╔══

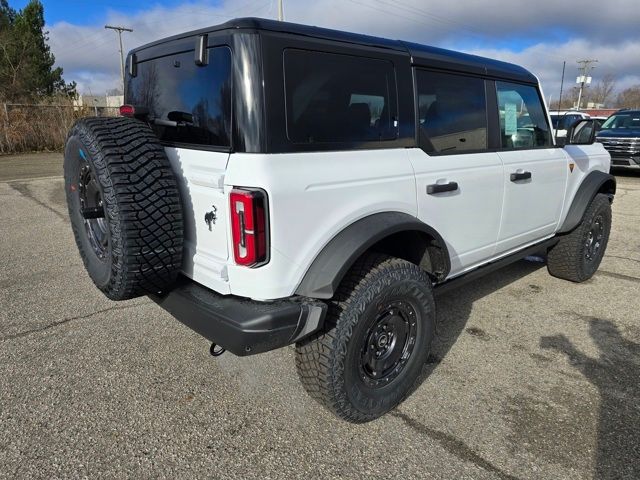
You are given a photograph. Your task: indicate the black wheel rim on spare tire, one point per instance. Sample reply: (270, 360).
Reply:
(124, 206)
(92, 210)
(595, 236)
(388, 343)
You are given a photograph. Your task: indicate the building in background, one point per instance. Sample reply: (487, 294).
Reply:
(102, 104)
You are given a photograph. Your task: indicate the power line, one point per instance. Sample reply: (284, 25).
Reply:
(584, 79)
(120, 30)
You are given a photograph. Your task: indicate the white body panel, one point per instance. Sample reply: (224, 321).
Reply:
(587, 159)
(532, 207)
(314, 196)
(201, 183)
(468, 219)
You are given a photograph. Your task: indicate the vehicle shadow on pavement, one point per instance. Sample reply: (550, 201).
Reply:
(454, 308)
(616, 375)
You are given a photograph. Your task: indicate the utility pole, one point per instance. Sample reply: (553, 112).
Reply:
(584, 78)
(280, 11)
(120, 30)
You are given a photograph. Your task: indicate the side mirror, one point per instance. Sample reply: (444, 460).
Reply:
(583, 132)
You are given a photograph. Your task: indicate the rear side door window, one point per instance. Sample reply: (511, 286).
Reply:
(452, 112)
(335, 98)
(523, 121)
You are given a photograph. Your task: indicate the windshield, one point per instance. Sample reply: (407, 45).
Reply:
(622, 120)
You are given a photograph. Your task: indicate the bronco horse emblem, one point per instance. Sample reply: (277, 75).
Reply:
(211, 217)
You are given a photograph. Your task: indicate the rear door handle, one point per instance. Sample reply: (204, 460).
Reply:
(520, 176)
(441, 187)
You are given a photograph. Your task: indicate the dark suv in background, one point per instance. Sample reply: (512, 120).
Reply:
(620, 135)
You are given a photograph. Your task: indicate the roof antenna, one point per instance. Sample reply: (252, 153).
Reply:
(280, 11)
(564, 65)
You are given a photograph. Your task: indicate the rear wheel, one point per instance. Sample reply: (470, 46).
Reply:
(124, 206)
(375, 342)
(577, 256)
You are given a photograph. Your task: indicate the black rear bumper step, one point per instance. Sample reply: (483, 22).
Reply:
(239, 325)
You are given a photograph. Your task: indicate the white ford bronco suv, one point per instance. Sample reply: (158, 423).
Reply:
(271, 184)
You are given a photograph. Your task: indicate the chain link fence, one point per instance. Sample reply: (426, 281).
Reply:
(41, 127)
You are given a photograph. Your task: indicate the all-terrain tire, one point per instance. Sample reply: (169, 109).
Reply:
(575, 257)
(117, 167)
(330, 363)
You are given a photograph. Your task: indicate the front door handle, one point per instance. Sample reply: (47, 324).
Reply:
(515, 177)
(441, 187)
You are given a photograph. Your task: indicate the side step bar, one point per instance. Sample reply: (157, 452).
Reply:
(455, 282)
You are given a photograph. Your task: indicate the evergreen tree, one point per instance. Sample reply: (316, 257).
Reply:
(26, 61)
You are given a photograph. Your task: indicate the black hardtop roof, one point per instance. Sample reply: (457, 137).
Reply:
(420, 54)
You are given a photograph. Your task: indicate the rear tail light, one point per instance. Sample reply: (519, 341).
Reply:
(249, 226)
(134, 111)
(127, 111)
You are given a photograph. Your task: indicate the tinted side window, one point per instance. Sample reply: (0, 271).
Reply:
(452, 112)
(187, 103)
(523, 122)
(338, 98)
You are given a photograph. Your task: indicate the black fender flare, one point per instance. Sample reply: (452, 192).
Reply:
(332, 263)
(593, 183)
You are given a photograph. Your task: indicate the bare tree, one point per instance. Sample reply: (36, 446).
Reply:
(602, 91)
(629, 98)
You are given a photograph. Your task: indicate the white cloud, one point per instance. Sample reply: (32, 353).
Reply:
(565, 30)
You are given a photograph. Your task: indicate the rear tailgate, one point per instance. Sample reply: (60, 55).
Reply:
(205, 208)
(188, 105)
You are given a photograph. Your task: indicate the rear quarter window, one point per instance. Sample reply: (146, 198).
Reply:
(188, 104)
(335, 98)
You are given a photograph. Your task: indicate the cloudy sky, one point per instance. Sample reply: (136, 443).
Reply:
(539, 34)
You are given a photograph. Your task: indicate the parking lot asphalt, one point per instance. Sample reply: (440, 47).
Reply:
(531, 377)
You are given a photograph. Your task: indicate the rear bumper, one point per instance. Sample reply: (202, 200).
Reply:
(242, 326)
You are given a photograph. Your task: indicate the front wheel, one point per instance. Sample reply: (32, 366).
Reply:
(375, 342)
(577, 255)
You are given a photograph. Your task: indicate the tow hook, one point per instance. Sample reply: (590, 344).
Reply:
(216, 350)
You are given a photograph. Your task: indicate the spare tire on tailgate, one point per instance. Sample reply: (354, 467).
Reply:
(124, 206)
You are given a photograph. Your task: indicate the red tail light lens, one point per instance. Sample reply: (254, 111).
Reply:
(249, 226)
(127, 111)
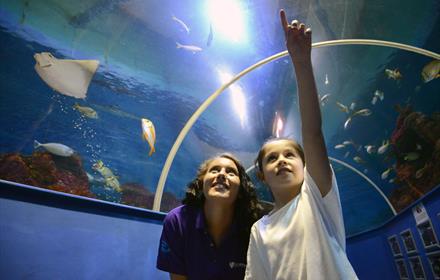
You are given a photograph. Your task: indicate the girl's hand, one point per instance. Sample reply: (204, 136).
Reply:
(298, 39)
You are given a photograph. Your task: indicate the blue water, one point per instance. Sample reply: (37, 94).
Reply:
(30, 110)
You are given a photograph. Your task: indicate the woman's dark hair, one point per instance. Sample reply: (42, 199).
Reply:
(261, 153)
(247, 208)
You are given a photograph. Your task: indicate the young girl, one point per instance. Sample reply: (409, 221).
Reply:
(207, 237)
(303, 237)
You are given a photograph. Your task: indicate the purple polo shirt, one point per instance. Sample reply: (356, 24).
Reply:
(186, 248)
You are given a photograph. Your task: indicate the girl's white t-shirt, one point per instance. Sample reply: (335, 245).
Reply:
(305, 239)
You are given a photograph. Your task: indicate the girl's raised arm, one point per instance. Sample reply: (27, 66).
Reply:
(299, 44)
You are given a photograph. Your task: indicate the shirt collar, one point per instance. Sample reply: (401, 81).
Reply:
(200, 219)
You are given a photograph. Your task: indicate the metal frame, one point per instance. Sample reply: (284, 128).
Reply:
(411, 238)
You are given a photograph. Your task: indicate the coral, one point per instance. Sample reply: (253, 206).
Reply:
(418, 135)
(45, 170)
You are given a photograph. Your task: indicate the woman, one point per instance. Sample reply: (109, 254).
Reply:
(207, 237)
(303, 237)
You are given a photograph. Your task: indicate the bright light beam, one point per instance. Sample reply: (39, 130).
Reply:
(227, 20)
(237, 97)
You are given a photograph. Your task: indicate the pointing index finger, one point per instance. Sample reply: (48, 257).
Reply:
(284, 21)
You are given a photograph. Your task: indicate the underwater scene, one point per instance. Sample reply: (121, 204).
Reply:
(109, 99)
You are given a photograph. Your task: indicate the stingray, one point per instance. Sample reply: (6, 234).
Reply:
(66, 76)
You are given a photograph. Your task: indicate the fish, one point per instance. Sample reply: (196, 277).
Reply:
(420, 172)
(86, 111)
(393, 74)
(378, 95)
(342, 107)
(66, 76)
(190, 48)
(370, 149)
(411, 156)
(55, 148)
(181, 23)
(93, 179)
(362, 112)
(358, 159)
(149, 134)
(113, 183)
(347, 122)
(352, 106)
(431, 71)
(382, 149)
(385, 174)
(210, 36)
(109, 178)
(324, 99)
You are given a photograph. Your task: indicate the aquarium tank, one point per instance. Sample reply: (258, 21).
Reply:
(120, 101)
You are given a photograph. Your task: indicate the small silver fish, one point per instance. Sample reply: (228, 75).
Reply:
(362, 112)
(411, 156)
(190, 48)
(382, 149)
(352, 106)
(385, 174)
(55, 148)
(181, 23)
(393, 74)
(370, 149)
(210, 36)
(378, 95)
(431, 71)
(346, 143)
(358, 159)
(86, 111)
(110, 179)
(324, 99)
(347, 123)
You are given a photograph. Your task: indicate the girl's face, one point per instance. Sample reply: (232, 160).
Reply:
(221, 181)
(282, 165)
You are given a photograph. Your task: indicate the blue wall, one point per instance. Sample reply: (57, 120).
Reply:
(47, 235)
(371, 255)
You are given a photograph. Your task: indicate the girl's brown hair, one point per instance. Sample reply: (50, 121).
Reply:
(261, 153)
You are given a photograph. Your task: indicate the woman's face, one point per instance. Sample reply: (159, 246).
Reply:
(221, 181)
(282, 165)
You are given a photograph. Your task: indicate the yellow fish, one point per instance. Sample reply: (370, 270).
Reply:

╚══

-- Assigned task --
Lines holding the string "front" must be copied out of the entries above.

-- Solved problem --
You are given a photograph. Your task: indicate the front door handle, one point per instance. Sample reply: (47, 324).
You are given a photograph. Your task: indicate the front wheel, one point per instance. Sample reply: (32, 366).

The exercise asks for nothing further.